*Instruction*.
Recast the data as a Markdown table with the columns Row and Data line, starting at the first line and ending at the line that contains "[[1192, 208], [80, 354]]". Number each line in the Row column, and leave out blank lines.

*Extracted records*.
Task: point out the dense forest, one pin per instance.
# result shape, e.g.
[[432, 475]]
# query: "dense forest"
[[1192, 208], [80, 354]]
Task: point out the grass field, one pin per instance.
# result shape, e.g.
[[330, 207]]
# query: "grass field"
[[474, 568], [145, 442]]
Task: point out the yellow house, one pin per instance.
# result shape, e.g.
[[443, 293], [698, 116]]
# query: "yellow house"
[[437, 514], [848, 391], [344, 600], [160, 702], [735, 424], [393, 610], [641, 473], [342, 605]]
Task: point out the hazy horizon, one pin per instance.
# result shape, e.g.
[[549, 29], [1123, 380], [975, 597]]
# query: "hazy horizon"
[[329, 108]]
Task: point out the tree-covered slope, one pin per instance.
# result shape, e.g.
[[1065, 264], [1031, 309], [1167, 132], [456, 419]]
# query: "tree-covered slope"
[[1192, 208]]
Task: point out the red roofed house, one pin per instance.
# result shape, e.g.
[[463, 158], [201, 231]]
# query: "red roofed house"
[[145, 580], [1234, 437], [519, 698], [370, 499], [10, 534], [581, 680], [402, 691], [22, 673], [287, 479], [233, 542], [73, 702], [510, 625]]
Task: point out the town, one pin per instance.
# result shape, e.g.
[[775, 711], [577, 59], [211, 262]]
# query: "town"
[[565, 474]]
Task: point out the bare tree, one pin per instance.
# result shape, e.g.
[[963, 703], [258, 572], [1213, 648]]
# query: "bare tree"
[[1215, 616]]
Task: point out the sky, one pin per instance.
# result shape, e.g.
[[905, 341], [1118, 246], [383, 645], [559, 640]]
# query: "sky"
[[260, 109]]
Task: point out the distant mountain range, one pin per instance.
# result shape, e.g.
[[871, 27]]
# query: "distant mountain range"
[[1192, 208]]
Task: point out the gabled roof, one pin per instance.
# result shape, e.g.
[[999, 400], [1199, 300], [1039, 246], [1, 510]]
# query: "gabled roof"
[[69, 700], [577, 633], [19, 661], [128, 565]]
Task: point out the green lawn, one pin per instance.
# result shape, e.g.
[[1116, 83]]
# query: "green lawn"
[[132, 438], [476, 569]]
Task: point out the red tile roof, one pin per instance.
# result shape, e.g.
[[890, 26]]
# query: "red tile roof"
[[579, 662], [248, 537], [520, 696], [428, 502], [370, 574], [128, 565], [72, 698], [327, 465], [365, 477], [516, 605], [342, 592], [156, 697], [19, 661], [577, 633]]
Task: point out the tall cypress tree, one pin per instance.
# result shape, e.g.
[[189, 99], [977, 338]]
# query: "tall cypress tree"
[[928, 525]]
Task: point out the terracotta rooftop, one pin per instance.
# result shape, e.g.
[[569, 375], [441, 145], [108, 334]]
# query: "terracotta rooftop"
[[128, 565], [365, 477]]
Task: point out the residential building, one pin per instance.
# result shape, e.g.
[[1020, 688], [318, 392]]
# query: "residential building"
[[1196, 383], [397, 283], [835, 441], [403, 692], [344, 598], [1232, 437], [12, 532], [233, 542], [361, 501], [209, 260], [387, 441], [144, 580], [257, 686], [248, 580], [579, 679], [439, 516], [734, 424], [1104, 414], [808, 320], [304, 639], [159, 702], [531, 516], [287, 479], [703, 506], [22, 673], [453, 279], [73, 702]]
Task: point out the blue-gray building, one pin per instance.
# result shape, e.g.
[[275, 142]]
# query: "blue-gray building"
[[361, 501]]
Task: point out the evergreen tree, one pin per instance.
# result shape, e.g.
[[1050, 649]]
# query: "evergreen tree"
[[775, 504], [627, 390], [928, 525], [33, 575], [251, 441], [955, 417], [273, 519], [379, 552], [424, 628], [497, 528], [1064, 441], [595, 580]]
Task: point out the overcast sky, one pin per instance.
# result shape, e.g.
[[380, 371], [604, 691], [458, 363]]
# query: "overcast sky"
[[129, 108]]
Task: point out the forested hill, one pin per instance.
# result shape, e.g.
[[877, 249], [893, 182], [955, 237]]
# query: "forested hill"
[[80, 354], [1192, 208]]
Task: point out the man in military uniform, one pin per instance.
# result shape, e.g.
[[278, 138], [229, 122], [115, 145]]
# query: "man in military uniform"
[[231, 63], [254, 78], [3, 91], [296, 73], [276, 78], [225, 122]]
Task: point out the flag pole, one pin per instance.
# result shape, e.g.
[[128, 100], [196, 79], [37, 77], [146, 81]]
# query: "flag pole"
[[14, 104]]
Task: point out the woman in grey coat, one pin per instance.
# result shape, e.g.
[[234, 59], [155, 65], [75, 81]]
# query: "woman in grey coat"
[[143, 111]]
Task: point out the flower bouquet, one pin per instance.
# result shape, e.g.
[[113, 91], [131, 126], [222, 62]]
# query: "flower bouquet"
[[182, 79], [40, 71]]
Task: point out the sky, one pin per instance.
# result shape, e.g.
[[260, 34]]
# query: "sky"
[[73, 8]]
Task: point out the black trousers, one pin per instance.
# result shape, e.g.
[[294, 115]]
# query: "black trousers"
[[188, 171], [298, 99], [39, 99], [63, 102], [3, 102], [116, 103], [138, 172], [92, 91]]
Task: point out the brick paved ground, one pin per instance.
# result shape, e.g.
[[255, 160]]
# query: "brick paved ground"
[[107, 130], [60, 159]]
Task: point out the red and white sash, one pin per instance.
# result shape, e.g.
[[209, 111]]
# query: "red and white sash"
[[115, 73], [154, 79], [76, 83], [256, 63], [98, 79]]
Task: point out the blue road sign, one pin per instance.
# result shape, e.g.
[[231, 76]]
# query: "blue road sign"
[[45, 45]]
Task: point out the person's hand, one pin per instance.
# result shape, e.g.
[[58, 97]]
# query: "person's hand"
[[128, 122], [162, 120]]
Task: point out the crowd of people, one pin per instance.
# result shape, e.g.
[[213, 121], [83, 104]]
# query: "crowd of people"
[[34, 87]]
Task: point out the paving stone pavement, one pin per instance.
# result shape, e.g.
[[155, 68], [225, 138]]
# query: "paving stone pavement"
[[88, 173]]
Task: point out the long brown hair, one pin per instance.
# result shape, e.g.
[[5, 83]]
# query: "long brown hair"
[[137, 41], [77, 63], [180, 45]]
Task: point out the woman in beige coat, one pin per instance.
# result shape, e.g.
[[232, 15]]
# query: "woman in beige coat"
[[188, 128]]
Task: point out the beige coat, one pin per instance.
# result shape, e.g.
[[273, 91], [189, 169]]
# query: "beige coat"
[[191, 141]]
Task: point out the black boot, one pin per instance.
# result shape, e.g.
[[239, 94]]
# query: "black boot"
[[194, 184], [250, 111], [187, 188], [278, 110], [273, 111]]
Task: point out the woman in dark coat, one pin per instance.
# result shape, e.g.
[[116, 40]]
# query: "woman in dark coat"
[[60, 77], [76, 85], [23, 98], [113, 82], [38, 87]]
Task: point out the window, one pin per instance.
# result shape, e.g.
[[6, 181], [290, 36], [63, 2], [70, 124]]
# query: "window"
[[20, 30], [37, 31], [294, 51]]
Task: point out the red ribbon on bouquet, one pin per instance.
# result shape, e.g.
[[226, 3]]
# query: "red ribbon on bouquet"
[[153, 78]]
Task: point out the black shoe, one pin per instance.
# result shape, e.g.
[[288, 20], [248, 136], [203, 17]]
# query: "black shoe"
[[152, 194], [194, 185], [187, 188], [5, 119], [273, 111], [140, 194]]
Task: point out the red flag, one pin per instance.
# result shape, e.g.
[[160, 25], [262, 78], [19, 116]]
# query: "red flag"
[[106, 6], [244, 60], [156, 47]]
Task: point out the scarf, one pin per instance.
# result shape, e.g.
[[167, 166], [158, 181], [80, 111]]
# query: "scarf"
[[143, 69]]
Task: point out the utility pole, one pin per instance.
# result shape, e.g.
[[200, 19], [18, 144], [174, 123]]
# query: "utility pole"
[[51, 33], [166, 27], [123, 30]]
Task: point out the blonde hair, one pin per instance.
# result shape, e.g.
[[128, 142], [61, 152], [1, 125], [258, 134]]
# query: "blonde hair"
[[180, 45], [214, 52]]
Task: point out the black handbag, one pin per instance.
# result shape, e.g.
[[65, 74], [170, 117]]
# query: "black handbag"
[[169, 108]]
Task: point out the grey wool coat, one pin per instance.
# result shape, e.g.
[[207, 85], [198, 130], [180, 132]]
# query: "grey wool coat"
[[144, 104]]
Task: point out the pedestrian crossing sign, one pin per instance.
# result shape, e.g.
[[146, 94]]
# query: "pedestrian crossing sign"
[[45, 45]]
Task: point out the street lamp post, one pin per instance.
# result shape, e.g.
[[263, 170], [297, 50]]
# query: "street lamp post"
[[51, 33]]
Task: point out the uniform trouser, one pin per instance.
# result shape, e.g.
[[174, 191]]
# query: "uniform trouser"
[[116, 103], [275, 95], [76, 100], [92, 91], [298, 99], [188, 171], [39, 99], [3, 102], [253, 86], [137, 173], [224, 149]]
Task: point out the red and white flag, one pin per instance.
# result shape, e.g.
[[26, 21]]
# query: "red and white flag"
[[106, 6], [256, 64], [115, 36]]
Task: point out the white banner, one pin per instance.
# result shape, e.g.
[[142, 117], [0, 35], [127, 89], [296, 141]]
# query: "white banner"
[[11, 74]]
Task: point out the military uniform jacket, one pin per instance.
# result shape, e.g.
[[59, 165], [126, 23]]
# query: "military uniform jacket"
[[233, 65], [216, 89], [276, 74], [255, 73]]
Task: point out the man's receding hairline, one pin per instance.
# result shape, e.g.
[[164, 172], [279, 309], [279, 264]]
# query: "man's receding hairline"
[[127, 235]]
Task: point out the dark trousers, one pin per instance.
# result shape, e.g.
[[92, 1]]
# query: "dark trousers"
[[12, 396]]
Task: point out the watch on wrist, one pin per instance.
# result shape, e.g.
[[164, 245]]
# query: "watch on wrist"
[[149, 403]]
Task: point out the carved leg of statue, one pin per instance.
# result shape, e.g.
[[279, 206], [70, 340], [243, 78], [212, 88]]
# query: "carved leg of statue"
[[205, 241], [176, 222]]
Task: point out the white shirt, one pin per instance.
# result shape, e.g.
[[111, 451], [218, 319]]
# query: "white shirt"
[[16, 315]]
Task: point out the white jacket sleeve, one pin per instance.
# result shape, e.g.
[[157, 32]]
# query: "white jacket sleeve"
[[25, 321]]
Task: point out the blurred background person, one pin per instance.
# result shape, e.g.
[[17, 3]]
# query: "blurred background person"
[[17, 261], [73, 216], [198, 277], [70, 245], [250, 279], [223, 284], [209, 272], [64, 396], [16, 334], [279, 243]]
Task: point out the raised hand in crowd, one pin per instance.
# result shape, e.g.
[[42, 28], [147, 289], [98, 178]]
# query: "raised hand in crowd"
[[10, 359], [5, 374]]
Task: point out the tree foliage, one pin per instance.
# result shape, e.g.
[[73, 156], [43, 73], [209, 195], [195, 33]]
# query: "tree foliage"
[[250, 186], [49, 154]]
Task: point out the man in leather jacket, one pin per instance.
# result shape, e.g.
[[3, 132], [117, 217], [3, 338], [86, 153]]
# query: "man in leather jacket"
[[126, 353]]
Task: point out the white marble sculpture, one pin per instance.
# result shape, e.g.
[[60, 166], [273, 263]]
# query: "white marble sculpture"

*Answer*.
| Row | Data line |
|---|---|
| 1 | Task: point out the dense forest, one pin per instance. |
| 2 | # result shape, e.g. |
| 3 | [[432, 475]] |
| 4 | # query: "dense forest" |
| 5 | [[1192, 208], [80, 354]] |